** Begin Available records **
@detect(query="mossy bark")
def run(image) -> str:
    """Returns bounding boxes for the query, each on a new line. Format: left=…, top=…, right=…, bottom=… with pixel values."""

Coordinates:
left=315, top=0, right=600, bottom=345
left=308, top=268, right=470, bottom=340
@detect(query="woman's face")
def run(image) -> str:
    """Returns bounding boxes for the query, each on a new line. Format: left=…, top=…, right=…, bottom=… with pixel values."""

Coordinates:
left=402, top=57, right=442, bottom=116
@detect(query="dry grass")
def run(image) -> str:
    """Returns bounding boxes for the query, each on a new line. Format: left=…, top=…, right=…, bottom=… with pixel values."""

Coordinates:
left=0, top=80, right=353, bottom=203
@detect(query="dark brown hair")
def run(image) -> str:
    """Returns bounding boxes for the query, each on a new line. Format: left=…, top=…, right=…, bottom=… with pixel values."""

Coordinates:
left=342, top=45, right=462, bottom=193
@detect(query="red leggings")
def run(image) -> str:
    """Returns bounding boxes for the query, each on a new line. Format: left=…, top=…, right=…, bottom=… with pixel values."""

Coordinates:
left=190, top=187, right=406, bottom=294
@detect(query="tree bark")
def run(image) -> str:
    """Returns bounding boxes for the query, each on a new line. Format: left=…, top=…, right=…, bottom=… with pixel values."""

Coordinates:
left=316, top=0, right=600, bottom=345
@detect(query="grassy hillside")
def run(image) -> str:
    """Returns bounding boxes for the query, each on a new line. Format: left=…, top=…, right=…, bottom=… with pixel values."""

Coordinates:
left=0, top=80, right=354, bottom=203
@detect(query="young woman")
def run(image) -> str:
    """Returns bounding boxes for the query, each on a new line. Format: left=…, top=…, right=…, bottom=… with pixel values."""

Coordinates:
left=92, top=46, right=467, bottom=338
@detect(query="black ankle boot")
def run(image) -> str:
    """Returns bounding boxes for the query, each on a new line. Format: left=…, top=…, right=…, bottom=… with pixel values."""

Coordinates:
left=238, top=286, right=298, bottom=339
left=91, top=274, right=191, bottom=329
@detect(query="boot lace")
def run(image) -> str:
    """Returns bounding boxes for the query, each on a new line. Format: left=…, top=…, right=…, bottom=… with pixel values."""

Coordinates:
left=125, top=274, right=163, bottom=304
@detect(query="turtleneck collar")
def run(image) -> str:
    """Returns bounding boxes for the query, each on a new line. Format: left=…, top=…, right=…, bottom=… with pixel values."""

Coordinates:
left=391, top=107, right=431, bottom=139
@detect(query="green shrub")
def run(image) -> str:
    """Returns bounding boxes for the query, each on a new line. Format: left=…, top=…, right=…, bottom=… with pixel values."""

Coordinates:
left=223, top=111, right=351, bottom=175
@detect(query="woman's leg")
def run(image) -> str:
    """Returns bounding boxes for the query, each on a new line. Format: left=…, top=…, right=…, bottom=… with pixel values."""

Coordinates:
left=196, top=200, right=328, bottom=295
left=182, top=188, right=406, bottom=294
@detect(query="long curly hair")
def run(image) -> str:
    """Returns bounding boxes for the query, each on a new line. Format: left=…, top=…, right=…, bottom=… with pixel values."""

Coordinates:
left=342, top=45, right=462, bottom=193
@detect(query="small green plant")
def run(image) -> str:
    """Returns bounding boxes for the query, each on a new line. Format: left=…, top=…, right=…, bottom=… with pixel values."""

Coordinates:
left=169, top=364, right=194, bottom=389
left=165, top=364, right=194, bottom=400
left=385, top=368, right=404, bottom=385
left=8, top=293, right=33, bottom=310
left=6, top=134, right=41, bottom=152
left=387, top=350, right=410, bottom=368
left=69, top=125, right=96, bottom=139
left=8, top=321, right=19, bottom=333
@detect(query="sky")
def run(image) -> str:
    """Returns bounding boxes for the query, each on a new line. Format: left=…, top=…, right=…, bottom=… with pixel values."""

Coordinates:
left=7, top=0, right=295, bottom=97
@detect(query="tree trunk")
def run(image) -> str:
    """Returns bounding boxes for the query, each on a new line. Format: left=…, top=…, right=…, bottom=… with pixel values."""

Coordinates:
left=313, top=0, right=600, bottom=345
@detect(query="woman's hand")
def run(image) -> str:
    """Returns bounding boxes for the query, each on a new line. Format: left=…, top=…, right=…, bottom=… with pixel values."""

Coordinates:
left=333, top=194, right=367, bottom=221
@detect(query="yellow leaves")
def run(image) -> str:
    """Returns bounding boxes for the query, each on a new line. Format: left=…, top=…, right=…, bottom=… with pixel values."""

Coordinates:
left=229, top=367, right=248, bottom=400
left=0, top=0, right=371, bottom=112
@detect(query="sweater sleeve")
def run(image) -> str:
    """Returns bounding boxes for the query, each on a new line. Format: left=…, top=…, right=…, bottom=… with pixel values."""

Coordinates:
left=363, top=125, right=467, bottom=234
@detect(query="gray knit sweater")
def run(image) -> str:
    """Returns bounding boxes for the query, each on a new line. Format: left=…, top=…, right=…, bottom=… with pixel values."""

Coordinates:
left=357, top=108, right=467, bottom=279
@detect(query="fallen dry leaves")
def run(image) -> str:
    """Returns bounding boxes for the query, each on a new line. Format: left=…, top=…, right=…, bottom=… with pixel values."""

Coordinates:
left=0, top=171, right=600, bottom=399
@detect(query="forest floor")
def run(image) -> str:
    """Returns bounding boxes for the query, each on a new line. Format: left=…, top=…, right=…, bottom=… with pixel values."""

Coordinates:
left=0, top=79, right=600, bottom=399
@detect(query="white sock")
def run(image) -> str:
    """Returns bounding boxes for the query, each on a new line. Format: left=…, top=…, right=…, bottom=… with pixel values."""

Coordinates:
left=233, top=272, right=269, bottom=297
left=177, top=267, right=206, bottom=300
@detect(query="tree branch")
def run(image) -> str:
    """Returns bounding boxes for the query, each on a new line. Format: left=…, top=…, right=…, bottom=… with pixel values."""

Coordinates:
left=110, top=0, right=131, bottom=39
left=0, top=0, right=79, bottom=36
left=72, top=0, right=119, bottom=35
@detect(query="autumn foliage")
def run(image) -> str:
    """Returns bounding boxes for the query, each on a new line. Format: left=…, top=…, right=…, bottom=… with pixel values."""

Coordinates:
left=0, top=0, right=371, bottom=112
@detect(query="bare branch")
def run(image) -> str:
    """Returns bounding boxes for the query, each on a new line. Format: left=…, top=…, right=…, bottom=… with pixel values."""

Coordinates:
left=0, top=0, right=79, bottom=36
** End Available records **
Exercise aim
Reproduce all of the data above line for line, with no changes.

Response
@detect(query="mossy bark")
def run(image) -> str:
    """Returns bounding boxes for the query, each on a new line. Format: left=…, top=…, right=…, bottom=… with pixel values."""

Coordinates:
left=315, top=0, right=600, bottom=345
left=308, top=268, right=470, bottom=340
@detect(query="woman's face")
def run(image) -> str:
    """Returns bounding boxes for the query, each on a new line. Format: left=…, top=…, right=…, bottom=… with pixel values."""

Coordinates:
left=402, top=57, right=442, bottom=116
@detect(query="dry grass")
def run(image) -> str:
    """Returns bounding boxes for the query, each on a new line. Format: left=…, top=…, right=…, bottom=… with pixel values."""

Coordinates:
left=0, top=80, right=353, bottom=203
@detect(query="dark brown hair")
def run(image) -> str:
    """Returns bounding boxes for the query, each on a new line. Format: left=…, top=…, right=…, bottom=… with pixel values."""

Coordinates:
left=342, top=45, right=462, bottom=193
@detect(query="red leggings")
def run(image) -> str:
    """Returns bounding boxes for the query, each on a new line. Format: left=…, top=…, right=…, bottom=… with pixel values."""

Coordinates:
left=190, top=187, right=406, bottom=294
@detect(query="tree bark")
def run(image) -> str:
    """Returns bounding boxes for the query, each on a new line. Format: left=…, top=…, right=…, bottom=… with pixel values."""

Coordinates:
left=316, top=0, right=600, bottom=345
@detect(query="grassy hillside")
def run(image) -> str:
    """Returns bounding boxes for the query, each on a new line. Format: left=…, top=…, right=…, bottom=… with pixel values."""

Coordinates:
left=0, top=80, right=354, bottom=203
@detect(query="young woman")
def run(image) -> str:
    """Returns bounding boxes for the query, each on a new line. Format: left=…, top=…, right=…, bottom=… with pixel values."""

Coordinates:
left=92, top=46, right=467, bottom=338
@detect(query="black ankle boot")
def run(image) -> str:
    """Returns bounding boxes for the query, each on a new line. Format: left=…, top=…, right=…, bottom=… with pixel values."""

Coordinates:
left=238, top=286, right=298, bottom=339
left=91, top=274, right=191, bottom=329
@detect(query="boot lace")
def run(image) -> str:
    """Returns bounding boxes for the query, each on a new line. Format: left=…, top=…, right=…, bottom=… with pixel values."""

Coordinates:
left=125, top=274, right=163, bottom=304
@detect(query="turtleneck collar")
def run(image) -> str:
    """Returns bounding boxes for the query, each on a new line. Format: left=…, top=…, right=…, bottom=… with pixel values."""

Coordinates:
left=391, top=107, right=431, bottom=139
@detect(query="green shrub")
def run(image) -> str:
    """Returns bounding boxes for the query, each on a new line. Format: left=…, top=…, right=…, bottom=… with pixel values."""

Coordinates:
left=223, top=111, right=351, bottom=175
@detect(query="woman's leg")
def run(image) -> str:
    """Returns bounding boxes for the query, each on a new line. Format: left=…, top=…, right=…, bottom=… with pixel values."""

Coordinates:
left=196, top=200, right=328, bottom=295
left=182, top=188, right=406, bottom=294
@detect(query="long curly hair")
def run(image) -> str:
    """Returns bounding boxes for the query, each on a new line. Format: left=…, top=…, right=…, bottom=… with pixel values."""

Coordinates:
left=342, top=45, right=462, bottom=193
@detect(query="small green plant")
def run(image) -> str:
    """Returns bounding boxes for the query, each on a new line. Format: left=…, top=…, right=…, bottom=… with pixel values."""

Coordinates:
left=169, top=364, right=194, bottom=389
left=165, top=364, right=194, bottom=400
left=385, top=368, right=404, bottom=385
left=8, top=293, right=33, bottom=310
left=6, top=134, right=41, bottom=152
left=387, top=350, right=410, bottom=368
left=69, top=125, right=96, bottom=139
left=8, top=321, right=19, bottom=333
@detect(query="sky")
def run(image) -> str:
    """Returns bounding boxes for the query, each on a new line. Format: left=…, top=…, right=…, bottom=… with pixel values."""

Coordinates:
left=7, top=0, right=295, bottom=97
@detect(query="tree trunk")
def run(image) -> str:
    """Returns bounding boxes for the query, each on a new line. Format: left=…, top=…, right=…, bottom=… with pixel values."""

Coordinates:
left=313, top=0, right=600, bottom=345
@detect(query="woman's hand")
def run(image) -> str:
    """Returns bounding boxes for the query, each on a new line. Format: left=…, top=…, right=…, bottom=… with pixel values."""

Coordinates:
left=333, top=194, right=367, bottom=221
@detect(query="yellow leaves")
def run(image) -> str:
    """Returns bounding boxes for the query, each on a new line. Format: left=…, top=…, right=…, bottom=… with pixel values."""

Coordinates:
left=229, top=367, right=248, bottom=400
left=0, top=0, right=371, bottom=112
@detect(query="sweater sleeve")
def run(image) -> str:
    """Returns bounding boxes for the query, each on a new line. Format: left=…, top=…, right=…, bottom=… with pixel values."""

Coordinates:
left=363, top=125, right=467, bottom=234
@detect(query="gray knit sweater")
def run(image) -> str:
    """Returns bounding boxes for the query, each on a new line. Format: left=…, top=…, right=…, bottom=… with pixel values."""

Coordinates:
left=357, top=108, right=467, bottom=279
@detect(query="fallen dry leaves")
def run(image) -> str:
    """Returns bounding boxes for the query, each on a new line. Format: left=…, top=…, right=…, bottom=… with pixel values."""

Coordinates:
left=0, top=171, right=600, bottom=399
@detect(query="forest floor")
def run(image) -> str:
    """Returns bounding boxes for the query, each on a new line. Format: left=…, top=…, right=…, bottom=… with pixel values."""

Coordinates:
left=0, top=79, right=600, bottom=399
@detect(query="white sock")
def run(image) -> str:
    """Returns bounding boxes for the query, each on a new line. Format: left=…, top=…, right=…, bottom=… with pixel values."""

Coordinates:
left=233, top=272, right=269, bottom=297
left=177, top=267, right=206, bottom=300
@detect(query="tree branch")
def run(image) -> str:
    """Returns bounding boxes for the query, each on a new line. Format: left=…, top=…, right=…, bottom=… with pixel values."""

Coordinates:
left=110, top=0, right=131, bottom=39
left=0, top=0, right=79, bottom=36
left=72, top=0, right=119, bottom=35
@detect(query="autumn foliage")
def run(image) -> str:
    """Returns bounding boxes for the query, each on a new line. Format: left=…, top=…, right=…, bottom=… with pixel values."""

Coordinates:
left=0, top=0, right=371, bottom=112
@detect(query="bare branch")
def run(image) -> str:
    """Returns bounding boxes for the query, each on a new line. Format: left=…, top=…, right=…, bottom=… with pixel values."""

Coordinates:
left=0, top=0, right=79, bottom=36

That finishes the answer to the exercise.